### Required tasks
[a] In the passage on $\texttt{ap}_f$, rewrite the paragraph that opens with "To provide a simple proof" as a short bulleted list of its main facts.
[b] According to the passage on $\texttt{ap}_f$, what must the paths given as facts about $\texttt{ap}_f$ satisfy?

### Selected extract
--

To provide a simple proof, it suffices to assume that $p$ is $\texttt{refl}_x$. In this case, we may define $\texttt{ap}_f(p) :\equiv \texttt{refl}_{f(x)} f(x) = f(x)$. We will often write $\texttt{ap}_f(p)$ as $f(p)$, and this matches the common category theory convention of using the same symbol for application of a functor to objects and morphisms.

We will now provide some facts about $\texttt{ap}_f$ without proof.

- $\texttt{ap}_f(p \circ q) = \texttt{ap}_f(p) \circ \texttt{ap}_f(q)$
- $\texttt{ap}_f(p^{-1}) = \texttt{ap}_f(p)^{-1}$
- $\texttt{ap}_g(\texttt{ap}_f(p)) = \texttt{ap}_{g \circ f}(p)$
- $\texttt{ap}_{\texttt{id}_A} = p$

These are themselves paths, which have to satisfy coherence laws, as usual.

--

### Supplied data
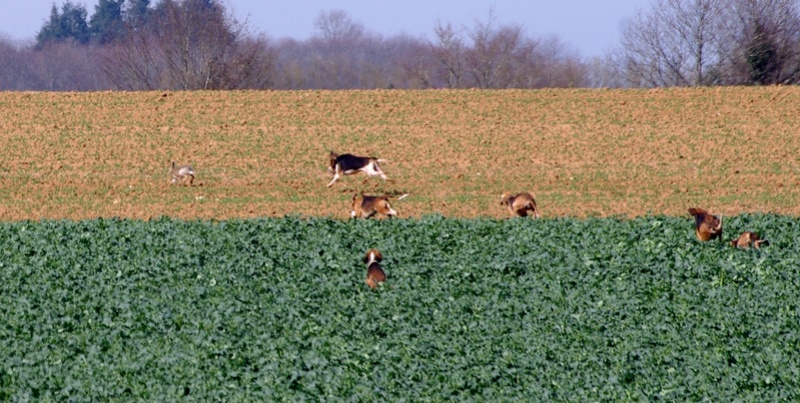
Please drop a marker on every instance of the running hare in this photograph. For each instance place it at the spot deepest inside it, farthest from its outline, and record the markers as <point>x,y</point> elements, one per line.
<point>181,174</point>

--

### Responses
[a]
- For a simple proof, it is enough to assume that $p$ is $\texttt{refl}_x$.
- In that case, $\texttt{ap}_f(p)$ is defined as $\texttt{refl}_{f(x)}$.
- $\texttt{ap}_f(p)$ is often written $f(p)$.
- This notation matches the category theory convention of using one symbol for a functor's application to both objects and morphisms.

[b] They must satisfy coherence laws.